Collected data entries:
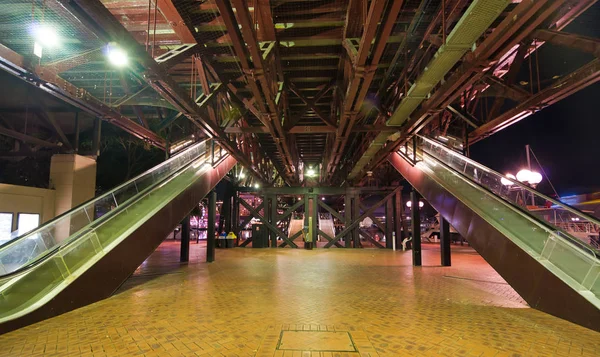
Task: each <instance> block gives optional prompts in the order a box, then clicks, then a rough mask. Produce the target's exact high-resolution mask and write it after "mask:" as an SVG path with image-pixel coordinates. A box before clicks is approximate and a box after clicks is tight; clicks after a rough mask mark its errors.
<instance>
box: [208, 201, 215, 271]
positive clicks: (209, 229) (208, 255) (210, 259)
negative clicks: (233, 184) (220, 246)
mask: <svg viewBox="0 0 600 357" xmlns="http://www.w3.org/2000/svg"><path fill="white" fill-rule="evenodd" d="M216 220H217V192H216V191H214V190H213V191H210V193H209V194H208V219H207V223H206V224H207V227H206V261H207V262H209V263H210V262H214V261H215V246H216V242H215V240H216V237H215V236H216V234H215V223H216Z"/></svg>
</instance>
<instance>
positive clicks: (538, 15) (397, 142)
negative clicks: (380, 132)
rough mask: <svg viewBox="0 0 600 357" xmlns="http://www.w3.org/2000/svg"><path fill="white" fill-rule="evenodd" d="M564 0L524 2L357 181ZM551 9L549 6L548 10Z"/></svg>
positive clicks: (412, 115)
mask: <svg viewBox="0 0 600 357" xmlns="http://www.w3.org/2000/svg"><path fill="white" fill-rule="evenodd" d="M563 3H564V0H556V1H552V0H536V1H523V2H521V3H520V4H519V5H517V6H516V7H515V8H514V9H513V10H512V11H511V12H510V13H509V14H508V15H507V16H506V17H505V19H504V20H503V21H502V22H500V24H499V25H498V26H497V27H496V28H495V29H494V31H493V32H492V33H491V34H490V35H489V36H487V37H486V38H485V39H484V40H483V41H482V42H481V43H480V44H479V45H478V47H477V49H476V50H475V52H473V53H471V54H469V55H468V56H467V57H466V58H465V61H463V63H462V64H461V65H460V66H458V68H457V69H456V70H455V71H454V72H453V73H452V75H450V77H449V78H448V80H447V81H446V82H445V83H444V84H443V85H442V86H441V87H440V88H438V89H437V90H436V91H435V93H433V95H432V96H431V98H429V99H428V100H427V101H426V102H424V103H423V105H422V106H421V109H420V110H418V111H417V112H416V113H414V114H413V115H412V116H411V119H409V120H408V121H407V122H406V124H405V125H404V126H403V127H402V131H401V133H400V135H399V136H398V138H397V139H395V140H394V142H393V143H388V144H387V145H386V146H384V147H383V148H382V149H381V150H379V152H377V154H375V156H374V158H373V160H371V161H370V162H369V163H368V164H367V165H366V166H365V167H364V168H363V170H361V173H360V174H359V175H358V176H357V178H360V177H362V175H364V174H365V173H366V172H367V171H369V170H372V169H373V168H374V167H375V166H377V165H379V164H380V163H382V162H383V161H385V160H386V158H387V156H388V154H389V153H390V152H392V151H394V150H395V149H396V148H397V147H399V146H400V145H401V144H403V143H404V141H406V139H407V138H409V137H410V136H411V135H413V134H414V133H416V132H418V131H419V130H421V129H422V128H423V127H424V126H425V125H427V124H428V123H429V121H430V120H431V119H432V118H433V117H434V115H432V114H435V113H437V112H440V111H442V110H444V108H446V107H447V106H448V105H450V104H451V103H452V102H453V101H455V100H456V99H457V98H458V97H459V96H460V95H461V94H462V93H463V92H464V91H465V90H467V89H468V88H469V87H470V86H472V85H473V83H475V82H476V81H477V80H479V79H481V77H482V76H483V75H484V74H485V73H486V72H487V71H488V70H489V69H490V68H491V67H492V65H493V64H496V63H498V62H499V61H501V59H502V58H506V53H508V52H509V51H511V50H513V49H514V48H515V46H516V44H518V43H519V42H522V41H523V40H524V39H525V38H526V37H528V36H530V34H531V32H532V31H533V30H534V29H535V28H536V27H538V26H539V25H540V24H542V23H543V21H545V20H546V19H547V18H548V17H549V16H550V15H552V13H554V12H555V11H556V9H557V8H558V7H559V6H560V5H561V4H563ZM546 5H548V6H546Z"/></svg>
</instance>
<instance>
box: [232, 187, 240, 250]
mask: <svg viewBox="0 0 600 357" xmlns="http://www.w3.org/2000/svg"><path fill="white" fill-rule="evenodd" d="M232 211H233V212H232V225H231V229H232V231H233V232H234V233H235V236H236V237H237V238H236V239H235V246H236V247H237V246H238V245H239V242H240V228H239V226H240V202H239V195H238V191H237V190H236V189H235V188H234V190H233V209H232Z"/></svg>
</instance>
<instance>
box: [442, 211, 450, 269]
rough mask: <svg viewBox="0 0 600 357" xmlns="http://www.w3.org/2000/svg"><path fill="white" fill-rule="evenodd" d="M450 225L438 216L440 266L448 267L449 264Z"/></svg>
mask: <svg viewBox="0 0 600 357" xmlns="http://www.w3.org/2000/svg"><path fill="white" fill-rule="evenodd" d="M450 241H451V238H450V224H449V223H448V221H446V220H445V219H444V217H442V216H441V215H440V255H441V262H442V266H445V267H449V266H450V265H451V262H450Z"/></svg>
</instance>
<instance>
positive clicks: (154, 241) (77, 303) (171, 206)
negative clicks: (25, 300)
mask: <svg viewBox="0 0 600 357" xmlns="http://www.w3.org/2000/svg"><path fill="white" fill-rule="evenodd" d="M235 163H236V160H235V159H234V158H233V157H231V156H228V157H227V158H226V159H224V160H223V161H222V162H221V163H220V164H219V165H218V166H217V167H215V168H214V170H210V171H208V172H206V173H204V174H203V175H202V176H201V177H200V178H199V179H198V180H196V181H195V182H194V184H192V185H191V186H189V187H188V188H186V189H185V190H184V191H183V192H182V193H181V194H179V195H178V196H177V197H175V198H174V199H173V200H171V201H170V202H169V203H168V204H167V205H166V206H165V207H163V208H162V209H160V210H159V211H158V212H157V213H156V214H154V215H153V216H152V218H150V219H149V220H147V221H146V222H145V223H143V224H142V225H140V226H139V227H138V228H137V229H136V230H135V231H133V232H132V233H131V234H130V235H129V236H128V237H127V238H125V239H124V240H123V241H122V242H121V243H120V244H118V245H117V246H115V247H114V248H113V249H112V250H111V251H110V252H108V253H107V254H106V255H105V256H104V257H102V258H101V259H100V260H99V261H98V262H96V264H94V265H93V266H91V267H90V268H89V269H87V270H86V271H85V272H84V273H83V274H82V275H81V276H80V277H78V278H77V279H75V281H73V282H72V283H71V284H70V285H68V286H67V287H66V288H65V289H64V290H62V291H61V292H60V293H58V294H57V295H56V296H55V297H54V298H53V299H52V300H50V301H49V302H48V303H46V304H45V305H44V306H42V307H40V308H38V309H37V310H35V311H33V312H32V313H30V314H28V315H25V316H22V317H20V318H17V319H15V320H11V321H8V322H6V323H4V324H0V334H2V333H6V332H8V331H12V330H15V329H17V328H20V327H23V326H26V325H30V324H32V323H35V322H38V321H41V320H44V319H47V318H50V317H53V316H57V315H60V314H63V313H65V312H68V311H71V310H74V309H77V308H79V307H82V306H85V305H89V304H91V303H94V302H97V301H99V300H102V299H106V298H108V297H110V296H111V295H112V294H113V293H114V292H115V291H116V290H117V289H118V288H119V287H120V286H121V284H123V282H125V280H127V278H129V276H130V275H131V274H132V273H133V272H134V271H135V270H136V269H137V268H138V267H139V266H140V264H142V263H143V262H144V260H146V258H148V256H150V254H152V253H153V252H154V251H155V250H156V248H157V247H158V246H159V245H160V244H161V243H162V241H163V240H164V239H165V237H166V236H167V235H168V234H169V233H171V232H173V230H174V229H175V227H177V225H178V224H179V223H180V222H181V221H182V220H183V218H185V217H186V216H187V215H188V214H189V213H190V211H191V210H192V209H193V208H194V207H195V206H196V205H198V203H199V202H200V201H201V200H202V198H204V196H206V194H208V192H210V190H212V189H213V188H214V187H215V186H216V185H217V183H219V181H221V179H222V178H223V177H224V176H225V175H226V174H227V173H228V172H229V171H230V170H231V169H232V168H233V166H234V165H235Z"/></svg>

▶ ASSIGNMENT: Will you return exactly the lines above from the one with "box: [208, 201, 215, 271]" down to the one with "0L524 2L357 181ZM551", counting both as part of the range?

▶ YOUR RESPONSE:
box: [208, 201, 215, 271]
positive clicks: (209, 229) (208, 255) (210, 259)
negative clicks: (233, 184) (220, 246)
mask: <svg viewBox="0 0 600 357" xmlns="http://www.w3.org/2000/svg"><path fill="white" fill-rule="evenodd" d="M216 220H217V192H216V191H214V190H213V191H210V193H209V194H208V219H207V223H206V224H207V227H206V261H207V262H209V263H210V262H214V261H215V246H216V242H215V240H216V237H215V236H216V234H215V223H216Z"/></svg>
</instance>
<instance>
positive clicks: (538, 15) (397, 142)
negative clicks: (380, 132)
rough mask: <svg viewBox="0 0 600 357" xmlns="http://www.w3.org/2000/svg"><path fill="white" fill-rule="evenodd" d="M564 0L524 2L357 181ZM551 9L549 6L548 10Z"/></svg>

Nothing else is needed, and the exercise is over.